YOUR GOAL: Your task is to return the span of lines beginning at the one with "Pin the butterfly body, one" and ending at the last line of the data, exactly as it stands.

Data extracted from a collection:
################

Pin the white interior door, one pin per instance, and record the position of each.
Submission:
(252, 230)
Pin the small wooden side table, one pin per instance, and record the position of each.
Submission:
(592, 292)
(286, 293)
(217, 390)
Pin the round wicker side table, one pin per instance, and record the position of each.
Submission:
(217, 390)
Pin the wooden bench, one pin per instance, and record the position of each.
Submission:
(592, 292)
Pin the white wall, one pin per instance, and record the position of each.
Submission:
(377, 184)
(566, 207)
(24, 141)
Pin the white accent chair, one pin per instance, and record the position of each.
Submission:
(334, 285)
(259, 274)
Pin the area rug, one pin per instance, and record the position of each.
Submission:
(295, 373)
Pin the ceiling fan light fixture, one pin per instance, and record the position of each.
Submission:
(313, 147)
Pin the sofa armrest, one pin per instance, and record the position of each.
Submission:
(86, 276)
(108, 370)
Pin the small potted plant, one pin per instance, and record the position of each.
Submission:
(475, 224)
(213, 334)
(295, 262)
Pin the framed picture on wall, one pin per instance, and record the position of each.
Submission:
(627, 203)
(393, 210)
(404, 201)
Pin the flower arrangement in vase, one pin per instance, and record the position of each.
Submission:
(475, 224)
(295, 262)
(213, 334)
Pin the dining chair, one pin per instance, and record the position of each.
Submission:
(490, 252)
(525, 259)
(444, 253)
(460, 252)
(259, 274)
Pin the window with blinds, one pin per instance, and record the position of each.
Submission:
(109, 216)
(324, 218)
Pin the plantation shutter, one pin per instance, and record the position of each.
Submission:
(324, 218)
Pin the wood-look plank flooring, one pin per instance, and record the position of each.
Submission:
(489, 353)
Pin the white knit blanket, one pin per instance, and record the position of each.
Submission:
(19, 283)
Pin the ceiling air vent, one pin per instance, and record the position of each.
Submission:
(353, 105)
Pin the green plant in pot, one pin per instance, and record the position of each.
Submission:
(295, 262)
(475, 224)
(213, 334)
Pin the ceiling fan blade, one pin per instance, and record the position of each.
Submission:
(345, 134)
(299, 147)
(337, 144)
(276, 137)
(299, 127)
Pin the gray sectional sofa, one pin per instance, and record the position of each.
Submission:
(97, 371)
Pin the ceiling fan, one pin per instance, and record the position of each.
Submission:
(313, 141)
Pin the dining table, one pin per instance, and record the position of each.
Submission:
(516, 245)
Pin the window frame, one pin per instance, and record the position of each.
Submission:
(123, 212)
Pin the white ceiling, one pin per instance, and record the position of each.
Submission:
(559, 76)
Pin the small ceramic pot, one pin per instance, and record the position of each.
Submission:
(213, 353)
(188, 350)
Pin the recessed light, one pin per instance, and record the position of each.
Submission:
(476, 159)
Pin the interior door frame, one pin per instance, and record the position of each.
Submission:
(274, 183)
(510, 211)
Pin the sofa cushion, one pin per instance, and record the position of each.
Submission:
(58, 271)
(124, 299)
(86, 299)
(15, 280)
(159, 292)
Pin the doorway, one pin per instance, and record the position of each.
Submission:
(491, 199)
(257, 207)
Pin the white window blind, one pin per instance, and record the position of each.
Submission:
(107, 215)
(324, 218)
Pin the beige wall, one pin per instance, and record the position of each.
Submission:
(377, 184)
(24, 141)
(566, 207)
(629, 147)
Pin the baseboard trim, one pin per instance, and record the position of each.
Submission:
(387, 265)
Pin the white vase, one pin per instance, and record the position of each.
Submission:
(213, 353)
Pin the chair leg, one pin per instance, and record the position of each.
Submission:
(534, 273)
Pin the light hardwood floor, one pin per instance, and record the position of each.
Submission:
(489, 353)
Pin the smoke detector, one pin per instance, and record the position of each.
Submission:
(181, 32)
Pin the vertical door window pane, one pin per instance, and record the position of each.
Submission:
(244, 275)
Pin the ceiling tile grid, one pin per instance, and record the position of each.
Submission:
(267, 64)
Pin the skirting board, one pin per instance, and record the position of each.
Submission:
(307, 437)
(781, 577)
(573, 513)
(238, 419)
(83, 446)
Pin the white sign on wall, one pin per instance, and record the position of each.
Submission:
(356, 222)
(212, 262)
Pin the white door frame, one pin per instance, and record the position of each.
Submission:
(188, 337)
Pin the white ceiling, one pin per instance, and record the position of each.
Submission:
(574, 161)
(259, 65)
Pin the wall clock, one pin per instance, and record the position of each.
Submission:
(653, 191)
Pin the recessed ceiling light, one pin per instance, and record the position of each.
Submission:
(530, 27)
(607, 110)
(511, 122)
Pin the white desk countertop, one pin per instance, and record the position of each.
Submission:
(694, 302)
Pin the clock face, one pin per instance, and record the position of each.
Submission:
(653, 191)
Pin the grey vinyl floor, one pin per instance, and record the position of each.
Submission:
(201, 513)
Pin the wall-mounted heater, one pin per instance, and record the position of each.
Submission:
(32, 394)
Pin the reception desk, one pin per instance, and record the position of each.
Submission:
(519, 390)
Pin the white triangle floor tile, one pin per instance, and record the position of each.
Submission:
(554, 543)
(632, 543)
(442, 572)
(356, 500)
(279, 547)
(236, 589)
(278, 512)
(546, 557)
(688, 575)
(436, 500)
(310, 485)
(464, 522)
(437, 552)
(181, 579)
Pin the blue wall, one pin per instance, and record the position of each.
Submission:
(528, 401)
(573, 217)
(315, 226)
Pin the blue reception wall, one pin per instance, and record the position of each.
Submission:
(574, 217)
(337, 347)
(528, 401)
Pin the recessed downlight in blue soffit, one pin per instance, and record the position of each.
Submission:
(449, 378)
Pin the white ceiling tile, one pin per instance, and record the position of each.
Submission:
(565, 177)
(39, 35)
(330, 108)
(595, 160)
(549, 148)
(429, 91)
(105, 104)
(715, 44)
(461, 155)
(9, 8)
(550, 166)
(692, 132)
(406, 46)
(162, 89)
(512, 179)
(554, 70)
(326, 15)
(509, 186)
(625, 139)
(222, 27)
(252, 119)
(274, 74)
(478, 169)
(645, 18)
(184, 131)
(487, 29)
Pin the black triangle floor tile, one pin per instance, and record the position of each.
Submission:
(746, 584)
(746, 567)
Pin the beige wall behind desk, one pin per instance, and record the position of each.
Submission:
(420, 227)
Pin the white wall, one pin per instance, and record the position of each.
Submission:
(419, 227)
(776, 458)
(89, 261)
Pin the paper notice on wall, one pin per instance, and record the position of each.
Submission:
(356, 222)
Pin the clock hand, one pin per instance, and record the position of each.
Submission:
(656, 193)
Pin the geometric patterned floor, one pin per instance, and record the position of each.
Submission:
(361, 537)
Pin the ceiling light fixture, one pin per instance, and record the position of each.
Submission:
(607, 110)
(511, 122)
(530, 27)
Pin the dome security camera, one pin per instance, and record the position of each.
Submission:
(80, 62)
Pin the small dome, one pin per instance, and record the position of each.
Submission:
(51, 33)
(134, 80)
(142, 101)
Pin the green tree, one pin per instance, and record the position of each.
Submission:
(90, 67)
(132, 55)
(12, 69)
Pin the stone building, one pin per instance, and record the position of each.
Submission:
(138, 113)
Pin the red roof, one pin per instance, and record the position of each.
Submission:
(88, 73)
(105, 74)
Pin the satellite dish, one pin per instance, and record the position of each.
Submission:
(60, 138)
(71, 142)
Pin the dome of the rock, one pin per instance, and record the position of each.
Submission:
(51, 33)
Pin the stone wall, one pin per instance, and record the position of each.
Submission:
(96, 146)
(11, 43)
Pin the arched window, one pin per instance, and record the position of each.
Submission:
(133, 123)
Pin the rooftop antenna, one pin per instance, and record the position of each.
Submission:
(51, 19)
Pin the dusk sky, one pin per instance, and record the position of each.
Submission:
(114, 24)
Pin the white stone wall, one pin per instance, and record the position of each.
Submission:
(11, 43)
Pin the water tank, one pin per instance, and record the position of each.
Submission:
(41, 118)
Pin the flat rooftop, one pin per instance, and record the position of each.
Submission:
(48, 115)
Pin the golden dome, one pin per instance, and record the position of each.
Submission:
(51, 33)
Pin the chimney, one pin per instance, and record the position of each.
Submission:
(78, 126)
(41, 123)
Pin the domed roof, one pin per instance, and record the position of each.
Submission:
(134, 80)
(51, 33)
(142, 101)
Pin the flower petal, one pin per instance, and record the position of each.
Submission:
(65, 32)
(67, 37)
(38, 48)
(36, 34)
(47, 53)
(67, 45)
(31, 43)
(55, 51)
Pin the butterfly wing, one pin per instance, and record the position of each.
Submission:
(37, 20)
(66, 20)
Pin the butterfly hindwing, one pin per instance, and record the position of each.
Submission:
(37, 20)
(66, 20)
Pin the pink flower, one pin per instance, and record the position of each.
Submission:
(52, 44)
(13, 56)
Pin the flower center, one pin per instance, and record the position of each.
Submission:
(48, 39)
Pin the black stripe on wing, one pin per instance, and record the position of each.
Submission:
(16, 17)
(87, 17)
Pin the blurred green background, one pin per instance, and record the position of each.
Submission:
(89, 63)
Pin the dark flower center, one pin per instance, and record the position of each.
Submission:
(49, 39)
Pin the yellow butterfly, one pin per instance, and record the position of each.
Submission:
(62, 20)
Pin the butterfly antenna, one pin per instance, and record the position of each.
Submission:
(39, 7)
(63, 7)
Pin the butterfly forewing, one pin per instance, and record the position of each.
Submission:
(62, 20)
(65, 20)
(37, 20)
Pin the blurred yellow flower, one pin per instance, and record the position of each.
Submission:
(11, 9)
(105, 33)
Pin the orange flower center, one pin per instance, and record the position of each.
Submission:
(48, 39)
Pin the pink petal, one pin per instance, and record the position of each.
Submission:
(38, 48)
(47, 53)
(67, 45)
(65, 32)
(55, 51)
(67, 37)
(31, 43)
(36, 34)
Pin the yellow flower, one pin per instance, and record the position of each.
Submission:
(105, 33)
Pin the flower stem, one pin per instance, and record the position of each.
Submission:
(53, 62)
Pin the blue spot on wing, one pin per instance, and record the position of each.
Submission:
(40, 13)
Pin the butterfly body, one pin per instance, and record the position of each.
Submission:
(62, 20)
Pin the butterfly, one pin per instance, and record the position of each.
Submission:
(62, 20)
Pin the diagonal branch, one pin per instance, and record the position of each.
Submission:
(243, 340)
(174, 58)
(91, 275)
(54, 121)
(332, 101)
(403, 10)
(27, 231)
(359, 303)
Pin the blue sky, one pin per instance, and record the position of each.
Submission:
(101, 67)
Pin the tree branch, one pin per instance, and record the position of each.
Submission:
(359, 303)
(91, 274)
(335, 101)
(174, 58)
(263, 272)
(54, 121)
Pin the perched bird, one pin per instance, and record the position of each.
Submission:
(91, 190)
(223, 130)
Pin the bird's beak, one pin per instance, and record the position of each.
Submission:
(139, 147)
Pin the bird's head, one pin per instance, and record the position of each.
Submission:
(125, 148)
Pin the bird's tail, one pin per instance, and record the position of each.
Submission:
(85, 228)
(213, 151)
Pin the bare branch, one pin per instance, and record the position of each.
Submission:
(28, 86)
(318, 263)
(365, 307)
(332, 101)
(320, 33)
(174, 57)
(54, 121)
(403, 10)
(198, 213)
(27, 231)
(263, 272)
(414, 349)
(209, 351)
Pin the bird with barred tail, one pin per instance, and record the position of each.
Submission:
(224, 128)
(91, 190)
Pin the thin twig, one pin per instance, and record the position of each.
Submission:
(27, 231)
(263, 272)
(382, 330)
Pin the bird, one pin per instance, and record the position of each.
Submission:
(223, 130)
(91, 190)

################

RESULT OF THIS EXERCISE:
Pin the butterfly body, one pin per instance, and record the position of each.
Submission:
(62, 20)
Pin the butterfly, one pin per instance, and record the position of each.
Submission:
(62, 20)
Pin the diagonal branch, one pin per instance, and record the position of each.
Submission:
(243, 340)
(174, 58)
(91, 275)
(54, 121)
(332, 101)
(403, 10)
(27, 231)
(359, 303)
Pin the blue sky, one pin per instance, and record the position of each.
Submission:
(101, 67)
Pin the tree branch, one pin per instance, and record the position of each.
Submission:
(359, 303)
(91, 274)
(335, 101)
(174, 58)
(263, 272)
(54, 121)
Pin the perched bird, one pin per instance, and record the position of each.
Submission:
(91, 190)
(223, 130)
Pin the bird's beak, one pin per instance, and record the position of each.
Submission:
(139, 147)
Pin the bird's head, one pin per instance, and record the position of each.
Submission:
(125, 148)
Pin the bird's tail, one pin per instance, and record the position of each.
Submission:
(85, 228)
(213, 151)
Pin the bare branch, one pin per instance, and record the position of each.
Submission:
(28, 86)
(318, 263)
(365, 307)
(332, 101)
(320, 33)
(174, 57)
(54, 121)
(403, 10)
(198, 213)
(27, 231)
(263, 272)
(414, 349)
(209, 351)
Pin the bird with barred tail, one pin per instance, and record the position of each.
Submission:
(224, 128)
(91, 190)
Pin the thin twig, one pin per instance, and record the position of each.
Submission:
(27, 231)
(263, 272)
(382, 330)
Pin the bird, one pin per instance, and record the position of each.
Submission:
(223, 130)
(91, 190)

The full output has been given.